GIVEN DATA Start Marker
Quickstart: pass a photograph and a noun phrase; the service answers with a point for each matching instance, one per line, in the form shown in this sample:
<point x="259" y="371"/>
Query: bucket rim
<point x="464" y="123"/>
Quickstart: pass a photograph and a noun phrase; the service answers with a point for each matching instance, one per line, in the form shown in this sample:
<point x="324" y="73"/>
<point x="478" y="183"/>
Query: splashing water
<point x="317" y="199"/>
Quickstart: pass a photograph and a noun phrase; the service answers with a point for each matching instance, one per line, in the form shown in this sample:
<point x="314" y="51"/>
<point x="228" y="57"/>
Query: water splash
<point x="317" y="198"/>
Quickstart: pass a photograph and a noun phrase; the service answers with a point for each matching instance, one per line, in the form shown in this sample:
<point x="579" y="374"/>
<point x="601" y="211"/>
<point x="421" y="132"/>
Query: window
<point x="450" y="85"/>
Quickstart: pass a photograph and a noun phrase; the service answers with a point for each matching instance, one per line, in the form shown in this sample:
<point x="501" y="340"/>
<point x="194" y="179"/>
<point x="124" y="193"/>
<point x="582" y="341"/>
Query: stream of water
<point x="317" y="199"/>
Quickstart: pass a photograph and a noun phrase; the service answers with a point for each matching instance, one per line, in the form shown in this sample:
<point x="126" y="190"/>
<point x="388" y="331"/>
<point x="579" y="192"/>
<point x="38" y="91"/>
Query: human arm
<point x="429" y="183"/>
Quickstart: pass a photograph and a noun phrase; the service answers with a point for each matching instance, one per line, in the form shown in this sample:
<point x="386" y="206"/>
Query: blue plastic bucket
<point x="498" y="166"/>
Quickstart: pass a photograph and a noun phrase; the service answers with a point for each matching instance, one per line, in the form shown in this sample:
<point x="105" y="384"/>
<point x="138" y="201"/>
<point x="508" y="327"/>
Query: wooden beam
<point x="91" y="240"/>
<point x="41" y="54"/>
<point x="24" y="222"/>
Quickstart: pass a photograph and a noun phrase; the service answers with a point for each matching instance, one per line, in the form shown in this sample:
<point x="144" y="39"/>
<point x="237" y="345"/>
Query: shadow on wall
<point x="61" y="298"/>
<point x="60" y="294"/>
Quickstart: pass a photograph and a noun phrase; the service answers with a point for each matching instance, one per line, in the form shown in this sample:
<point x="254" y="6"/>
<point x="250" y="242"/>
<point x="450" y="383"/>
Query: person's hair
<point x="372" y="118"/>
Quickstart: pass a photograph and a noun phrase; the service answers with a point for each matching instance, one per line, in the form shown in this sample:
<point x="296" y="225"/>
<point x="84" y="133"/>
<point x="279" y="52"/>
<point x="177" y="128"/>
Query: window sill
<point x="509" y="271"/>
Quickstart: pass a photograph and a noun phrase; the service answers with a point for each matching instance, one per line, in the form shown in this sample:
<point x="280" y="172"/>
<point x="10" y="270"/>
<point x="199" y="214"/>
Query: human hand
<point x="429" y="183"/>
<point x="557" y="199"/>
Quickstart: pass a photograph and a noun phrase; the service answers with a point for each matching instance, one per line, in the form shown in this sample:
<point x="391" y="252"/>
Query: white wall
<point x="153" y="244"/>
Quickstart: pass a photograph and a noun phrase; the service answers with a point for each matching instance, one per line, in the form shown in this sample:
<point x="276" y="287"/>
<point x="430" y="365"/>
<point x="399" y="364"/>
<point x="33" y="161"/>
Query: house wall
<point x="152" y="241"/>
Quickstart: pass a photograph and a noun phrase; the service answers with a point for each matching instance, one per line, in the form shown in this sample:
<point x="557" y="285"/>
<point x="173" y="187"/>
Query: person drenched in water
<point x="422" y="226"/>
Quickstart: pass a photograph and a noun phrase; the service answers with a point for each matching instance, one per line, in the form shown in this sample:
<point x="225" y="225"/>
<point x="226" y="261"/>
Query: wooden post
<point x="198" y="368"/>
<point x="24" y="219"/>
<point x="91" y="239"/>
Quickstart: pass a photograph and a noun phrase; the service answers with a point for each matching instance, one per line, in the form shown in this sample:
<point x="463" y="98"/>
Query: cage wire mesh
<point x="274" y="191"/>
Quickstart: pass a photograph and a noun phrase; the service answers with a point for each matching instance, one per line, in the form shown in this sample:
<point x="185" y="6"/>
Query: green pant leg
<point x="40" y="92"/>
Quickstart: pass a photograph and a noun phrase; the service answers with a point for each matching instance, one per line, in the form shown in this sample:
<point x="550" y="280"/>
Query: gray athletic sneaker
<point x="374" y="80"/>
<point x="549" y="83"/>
GIVEN DATA End Marker
== WHAT THE TASK ASKS ==
Each line of the data is to be retyped exactly.

== TASK RESULT ==
Quickstart: pass a photograph and a noun phrase; the service answers with a point for each matching instance, one per line, in the form shown in this sample:
<point x="259" y="371"/>
Query: bucket rim
<point x="464" y="123"/>
Quickstart: pass a photograph and a noun phrase; the service answers with a point for each matching instance, one per line, in the form shown in this sample:
<point x="324" y="73"/>
<point x="478" y="183"/>
Query: splashing water
<point x="317" y="199"/>
Quickstart: pass a photograph and a noun phrase; the service answers with a point for each matching instance, one per line, in the form shown in this sample:
<point x="314" y="51"/>
<point x="228" y="57"/>
Query: water splash
<point x="317" y="198"/>
Quickstart: pass a photograph and a noun phrase; the service answers with a point for each matching instance, one per line, in the form shown in this sample:
<point x="579" y="374"/>
<point x="601" y="211"/>
<point x="421" y="132"/>
Query: window
<point x="450" y="85"/>
Quickstart: pass a photograph and a noun phrase; the service answers with a point for each matching instance, one per line, in the form shown in this sample:
<point x="501" y="340"/>
<point x="194" y="179"/>
<point x="124" y="193"/>
<point x="582" y="341"/>
Query: stream of water
<point x="317" y="199"/>
Quickstart: pass a photograph and a noun phrase; the service answers with a point for each matching instance, one per line, in the form shown in this sample:
<point x="126" y="190"/>
<point x="388" y="331"/>
<point x="579" y="192"/>
<point x="38" y="91"/>
Query: human arm
<point x="429" y="183"/>
Quickstart: pass a photograph and a noun phrase; the service answers with a point for each matching instance, one per line, in the form shown in this sample:
<point x="386" y="206"/>
Query: blue plastic bucket
<point x="498" y="166"/>
Quickstart: pass a photograph and a noun phrase; the service answers with a point for each matching instance, one per line, in the form shown in this sample:
<point x="105" y="384"/>
<point x="138" y="201"/>
<point x="508" y="327"/>
Query: wooden beam
<point x="91" y="240"/>
<point x="41" y="54"/>
<point x="24" y="222"/>
Quickstart: pass a photograph and a noun phrase; the service answers with a point for each matching instance, one per line, in the form shown in this sample:
<point x="144" y="39"/>
<point x="237" y="345"/>
Query: shadow on wall
<point x="61" y="298"/>
<point x="60" y="294"/>
Quickstart: pass a photograph and a noun phrase; the service answers with a point for each matching instance, one per line, in the form shown in this sample:
<point x="254" y="6"/>
<point x="250" y="242"/>
<point x="450" y="383"/>
Query: person's hair
<point x="372" y="118"/>
Quickstart: pass a photograph and a noun phrase; the service answers with a point for each matching instance, one per line, in the form shown in this sample:
<point x="296" y="225"/>
<point x="84" y="133"/>
<point x="279" y="52"/>
<point x="177" y="128"/>
Query: window sill
<point x="509" y="271"/>
Quickstart: pass a photograph and a noun phrase; the service answers with a point for each matching instance, one per line, in the form shown in this sample:
<point x="280" y="172"/>
<point x="10" y="270"/>
<point x="199" y="214"/>
Query: human hand
<point x="429" y="183"/>
<point x="557" y="199"/>
Quickstart: pass a photograph and a noun phrase; the service answers with a point for each matching instance, one per line, in the form shown in this sample:
<point x="391" y="252"/>
Query: white wall
<point x="153" y="244"/>
Quickstart: pass a photograph and a noun phrase; the service answers with a point for each matching instance, one per line, in the form shown in this sample:
<point x="276" y="287"/>
<point x="430" y="365"/>
<point x="399" y="364"/>
<point x="33" y="161"/>
Query: house wall
<point x="152" y="241"/>
Quickstart: pass a photograph and a noun phrase; the service answers with a point for each matching instance, one per line, in the form shown in this sample:
<point x="557" y="285"/>
<point x="173" y="187"/>
Query: person drenched in water
<point x="422" y="226"/>
Quickstart: pass a photograph and a noun phrase; the service answers with a point for each matching instance, one per line, in the form shown in this sample:
<point x="225" y="225"/>
<point x="226" y="261"/>
Query: wooden post
<point x="198" y="368"/>
<point x="24" y="219"/>
<point x="91" y="239"/>
Quickstart: pass a photograph and a noun phrase; the service answers with a point for each matching instance, one per line, in the form shown in this sample:
<point x="463" y="98"/>
Query: cage wire mesh
<point x="274" y="191"/>
Quickstart: pass a photograph and a noun phrase; the service answers with a point for each matching instance, one per line, in the form shown in this sample:
<point x="185" y="6"/>
Query: green pant leg
<point x="40" y="92"/>
Quickstart: pass a photograph and a noun phrase; the service answers with a point for each matching instance, one per line, in the form shown in this sample:
<point x="550" y="280"/>
Query: gray athletic sneaker
<point x="374" y="80"/>
<point x="549" y="83"/>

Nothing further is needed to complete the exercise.